[Data records]
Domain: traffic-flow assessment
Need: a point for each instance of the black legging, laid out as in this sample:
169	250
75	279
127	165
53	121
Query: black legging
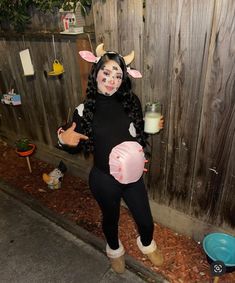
108	193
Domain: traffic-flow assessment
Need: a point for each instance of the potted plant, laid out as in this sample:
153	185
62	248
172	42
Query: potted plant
24	147
18	14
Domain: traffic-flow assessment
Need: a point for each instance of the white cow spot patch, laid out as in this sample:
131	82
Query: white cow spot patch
80	109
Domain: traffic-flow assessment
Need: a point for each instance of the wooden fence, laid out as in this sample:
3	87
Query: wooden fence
185	50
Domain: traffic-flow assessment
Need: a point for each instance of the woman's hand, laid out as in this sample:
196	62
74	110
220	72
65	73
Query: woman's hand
161	123
70	137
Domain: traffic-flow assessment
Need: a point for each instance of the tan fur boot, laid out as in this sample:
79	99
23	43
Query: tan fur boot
116	257
152	252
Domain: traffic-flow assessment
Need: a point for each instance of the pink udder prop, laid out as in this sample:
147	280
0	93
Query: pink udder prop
126	162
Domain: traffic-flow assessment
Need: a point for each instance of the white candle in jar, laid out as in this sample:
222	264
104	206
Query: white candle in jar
151	122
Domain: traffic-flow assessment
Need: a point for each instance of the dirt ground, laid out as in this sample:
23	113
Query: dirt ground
185	261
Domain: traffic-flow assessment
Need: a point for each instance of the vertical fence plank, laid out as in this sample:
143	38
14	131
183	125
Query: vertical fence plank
214	169
105	17
191	38
176	56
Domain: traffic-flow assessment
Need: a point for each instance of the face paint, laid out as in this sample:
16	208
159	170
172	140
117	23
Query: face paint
109	78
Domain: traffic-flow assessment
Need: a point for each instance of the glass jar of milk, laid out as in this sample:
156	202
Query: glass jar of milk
152	117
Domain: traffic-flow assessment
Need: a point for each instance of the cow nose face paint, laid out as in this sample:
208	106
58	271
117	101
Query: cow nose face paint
109	78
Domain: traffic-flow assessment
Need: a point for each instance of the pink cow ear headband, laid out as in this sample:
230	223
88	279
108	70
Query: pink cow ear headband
90	57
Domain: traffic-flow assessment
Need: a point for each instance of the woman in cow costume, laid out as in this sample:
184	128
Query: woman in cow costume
110	125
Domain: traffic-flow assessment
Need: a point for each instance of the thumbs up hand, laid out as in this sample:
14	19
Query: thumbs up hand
70	137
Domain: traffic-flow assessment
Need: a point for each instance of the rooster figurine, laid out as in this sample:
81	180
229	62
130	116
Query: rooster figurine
54	178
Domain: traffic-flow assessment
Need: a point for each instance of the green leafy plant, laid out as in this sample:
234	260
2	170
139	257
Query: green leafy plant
17	12
23	144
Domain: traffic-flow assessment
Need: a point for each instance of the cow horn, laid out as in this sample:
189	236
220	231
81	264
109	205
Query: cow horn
129	58
100	50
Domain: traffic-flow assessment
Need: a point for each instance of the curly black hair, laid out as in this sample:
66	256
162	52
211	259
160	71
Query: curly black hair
129	100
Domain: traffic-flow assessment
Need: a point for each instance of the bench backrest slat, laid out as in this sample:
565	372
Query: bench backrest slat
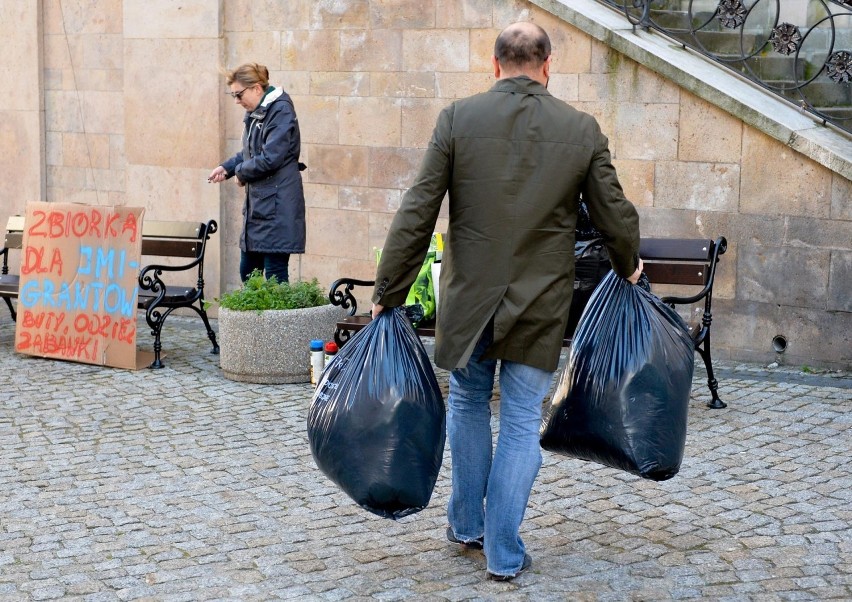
161	229
170	248
676	273
682	249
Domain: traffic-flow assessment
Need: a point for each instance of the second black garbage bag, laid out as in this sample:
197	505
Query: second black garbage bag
376	424
623	396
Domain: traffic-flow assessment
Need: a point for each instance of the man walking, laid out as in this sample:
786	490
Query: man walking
514	161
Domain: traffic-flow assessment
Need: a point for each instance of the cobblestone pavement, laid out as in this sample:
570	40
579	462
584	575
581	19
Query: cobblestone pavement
178	484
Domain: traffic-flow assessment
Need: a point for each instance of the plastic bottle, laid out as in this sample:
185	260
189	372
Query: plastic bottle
330	351
317	360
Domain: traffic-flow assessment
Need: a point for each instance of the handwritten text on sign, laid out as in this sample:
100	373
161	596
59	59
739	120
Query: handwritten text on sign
78	292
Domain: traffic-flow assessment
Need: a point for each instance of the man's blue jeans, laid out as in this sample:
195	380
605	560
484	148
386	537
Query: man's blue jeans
491	490
271	264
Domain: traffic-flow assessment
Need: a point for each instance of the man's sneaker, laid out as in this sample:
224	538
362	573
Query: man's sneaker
476	544
527	564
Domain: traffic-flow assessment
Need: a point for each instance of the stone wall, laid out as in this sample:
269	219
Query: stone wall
123	102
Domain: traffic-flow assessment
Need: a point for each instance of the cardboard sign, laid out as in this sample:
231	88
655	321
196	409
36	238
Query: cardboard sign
78	291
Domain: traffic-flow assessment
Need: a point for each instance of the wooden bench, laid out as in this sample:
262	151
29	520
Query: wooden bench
160	239
672	261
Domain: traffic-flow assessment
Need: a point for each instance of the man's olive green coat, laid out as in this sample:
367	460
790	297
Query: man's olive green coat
514	161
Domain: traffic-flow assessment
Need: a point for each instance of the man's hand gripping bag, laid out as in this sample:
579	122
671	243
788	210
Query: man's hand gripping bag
623	396
376	424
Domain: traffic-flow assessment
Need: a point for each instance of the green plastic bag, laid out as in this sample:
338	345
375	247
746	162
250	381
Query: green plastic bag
422	291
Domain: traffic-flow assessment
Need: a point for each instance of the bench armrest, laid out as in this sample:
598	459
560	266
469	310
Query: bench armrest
719	248
344	298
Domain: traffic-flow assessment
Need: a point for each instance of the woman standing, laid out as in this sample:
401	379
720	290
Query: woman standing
268	167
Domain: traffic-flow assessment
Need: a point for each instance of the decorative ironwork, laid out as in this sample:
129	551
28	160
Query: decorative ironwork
807	59
785	39
731	13
839	67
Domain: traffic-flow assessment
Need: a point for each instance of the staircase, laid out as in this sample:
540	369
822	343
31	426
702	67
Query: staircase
801	51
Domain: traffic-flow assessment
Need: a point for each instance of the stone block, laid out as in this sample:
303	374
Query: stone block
366	50
21	164
708	134
370	121
647	132
378	200
98	51
464	14
117	159
637	181
507	12
361	269
394	167
57	54
814	337
176	193
20	65
565	86
103	112
604	59
817	233
402	14
310	50
109	180
62	111
418	120
482	49
340	14
318	121
351	228
321	195
747	326
73	18
606	114
571	49
262	47
631	83
293	82
237	14
783	275
778	180
703	186
337	83
343	165
841	198
53	148
462	85
446	50
403	85
150	135
840	282
166	19
97	80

• [STATED PROBLEM]: Restate every record exactly, please; do not copy the pictures.

• [RESULT OF THIS EXERCISE]:
Domain: traffic-flow assessment
Need: a point for each instance of the black legging, laid out as in this sample:
169	250
75	279
127	165
53	121
Query: black legging
108	193
Domain: traffic-flow assessment
Need: a point for each instance of the potted plant, laid out as in this sample:
153	185
62	248
172	42
Query: potted plant
24	147
18	14
Domain: traffic-flow assessment
Need: a point for each instance of the white cow spot patch, laid out as in this sample:
131	82
Query: white cow spot patch
80	109
Domain: traffic-flow assessment
Need: a point for each instance of the wooden fence, laid out as in this sample:
3	87
Query: wooden fence
185	50
Domain: traffic-flow assessment
Need: a point for each instance of the woman's hand, laid out as in this sample:
196	62
74	110
220	72
65	73
Query: woman's hand
161	123
70	137
Domain: traffic-flow assessment
Need: a point for each instance of the tan fur boot, laid out as in this sample:
79	99
23	43
Query: tan fur boot
116	257
152	252
Domain: traffic-flow assessment
Need: a point for each instance of the pink udder prop, laid out as in this sample:
147	280
0	93
Query: pink udder prop
126	162
Domain: traffic-flow assessment
Need: a point for each instance of the white candle in jar, laid out as in this sample:
222	264
104	206
Query: white candle in jar
151	122
Domain: traffic-flow assessment
Need: a point for each instance of the dirt ground, laid out as in this sample:
23	113
Query: dirt ground
185	261
Domain: traffic-flow assessment
Need: a point for each instance of the vertical fence plank, laid out as in this sample:
143	38
14	131
183	125
Query: vertical fence plank
214	169
105	17
191	38
176	56
Domain: traffic-flow assessment
Need: a point for each instance of the face paint, laid out as in this sample:
16	208
159	170
172	140
117	23
Query: face paint
109	78
Domain: traffic-flow assessment
Need: a point for each instance of the glass jar of milk, laid out as in this sample:
156	202
Query: glass jar of milk
152	117
Domain: traffic-flow assessment
Need: a point for each instance of the cow nose face paint, laid out as in this sample:
208	106
58	271
117	101
Query: cow nose face paint
109	78
Domain: traffic-flow assessment
Need: a point for each instance of the pink cow ear headband, laid out as in this sample:
230	223
88	279
108	70
Query: pink cow ear headband
90	57
Domain: traffic-flow assessment
Need: a point for each instance of the woman in cow costume, laid out as in this sample:
184	128
Query: woman in cow costume
110	125
Domain: traffic-flow assessment
Need: a point for each instance of the thumbs up hand, laid out as in this sample:
14	19
Query: thumbs up hand
70	137
Domain: traffic-flow assessment
Need: a point for each instance of the rooster figurine, laid out as in this sample:
81	180
229	62
130	116
Query: rooster figurine
54	178
Domain: traffic-flow assessment
Need: a point for each instance of the green leafy plant, laid out as in this sample:
234	260
2	170
139	257
Query: green leafy plant
17	12
23	144
Domain: traffic-flow assessment
Need: a point for each instance of the cow horn, laid out as in this sample:
189	236
220	231
81	264
109	205
Query: cow horn
129	58
100	50
Domain: traffic-flow assessment
Need: a point for each instance of the curly black hair, laid out as in this sample:
66	256
162	52
211	259
160	71
Query: curly black hair
129	100
Domain: traffic-flow assessment
Need: a point for each instance of the bench backrest slat, laid out as in this sample:
565	372
Query: bench backrest slat
161	229
170	248
676	273
682	249
Domain: traffic-flow assessment
Need: a point for each instance of the second black garbage bag, laid out as in this sample:
197	505
Query: second black garbage bag
376	424
623	396
Domain: traffic-flow assessment
Need: a point for each instance of the man walking, laid out as in this sample:
786	490
Query: man walking
514	161
Domain: traffic-flow assessment
Need: a point for each instance of the cobblestone pavement, laid out as in this sample:
570	40
579	462
584	575
581	19
Query: cobblestone pavement
178	484
Domain: traffic-flow assessment
Need: a point for each instance of the plastic bottle, laid out as in this sample:
185	260
189	372
Query: plastic bottle
330	351
317	360
Domain: traffic-flow assessment
Need: a point for each instance of the handwritten text on sign, laid out as in this sample:
100	373
161	596
59	59
739	120
Query: handwritten text on sign
78	292
Domain: traffic-flow assessment
Need: a point for each instance of the man's blue jeans, laid out as in this sample:
195	380
605	560
484	148
386	537
Query: man's blue jeans
491	490
271	264
Domain: traffic-flow assessment
Need: a point for each instance of the man's sneaker, laid out as in this sample:
224	538
362	573
Query: man's sneaker
476	544
527	564
Domain: traffic-flow assessment
Need: a point for each instance of the stone wall, laid out as in this sample:
269	219
Query: stone wall
123	102
Domain: traffic-flow assessment
Need: a point for each instance of the cardboard sign, laid out as in this sample:
231	88
655	321
196	409
36	238
Query: cardboard sign
78	291
Domain: traffic-flow assessment
Need: a point for each instance of the wooden bench, laid out as in this sample:
262	151
29	520
Query: wooden bench
160	239
672	261
Domain: traffic-flow assessment
Need: a point for each instance of the man's olive green coat, laid out as in this sample:
367	460
790	297
Query: man's olive green coat
514	161
Domain: traffic-flow assessment
Need: a point for each instance of the man's hand gripping bag, laid out as in this sample:
579	122
671	243
788	210
Query: man's hand gripping bag
623	396
376	424
Domain: traffic-flow assessment
Need: a point for each instance of the green plastic bag, laid out as in this sample:
338	345
375	247
746	162
250	381
Query: green plastic bag
422	291
Domain: traffic-flow assessment
Need: a point for each instance of the bench armrest, laid out as in this sample:
598	459
560	266
469	310
Query: bench armrest
719	248
344	298
Domain: traffic-flow assessment
Need: a point for each instance of the woman standing, laid out as in this sample:
401	379
720	290
Query: woman standing
268	167
Domain: traffic-flow assessment
Need: a point for each instance of the decorative ironwork, laid out as in this sample:
129	551
28	160
Query: decorative ironwork
807	59
785	39
731	13
839	67
Domain: traffic-flow assessment
Need: a point for each instance of the staircase, laid out as in this sample:
540	369
822	343
31	426
702	67
Query: staircase
801	51
Domain: traffic-flow assessment
Need: a point for each instance of the stone block, laid out as in this sample:
303	374
Query: stone block
366	50
21	164
708	134
370	121
647	132
378	200
98	51
464	14
117	159
637	181
507	12
361	269
394	167
57	54
814	337
176	193
20	65
565	86
103	112
604	59
817	233
402	14
310	50
109	180
62	111
418	120
482	49
340	14
318	121
351	228
321	195
747	326
73	18
606	114
571	49
262	47
631	83
293	82
237	14
783	275
778	180
703	186
337	83
343	165
841	198
53	148
462	85
446	50
403	85
150	135
840	282
166	19
97	80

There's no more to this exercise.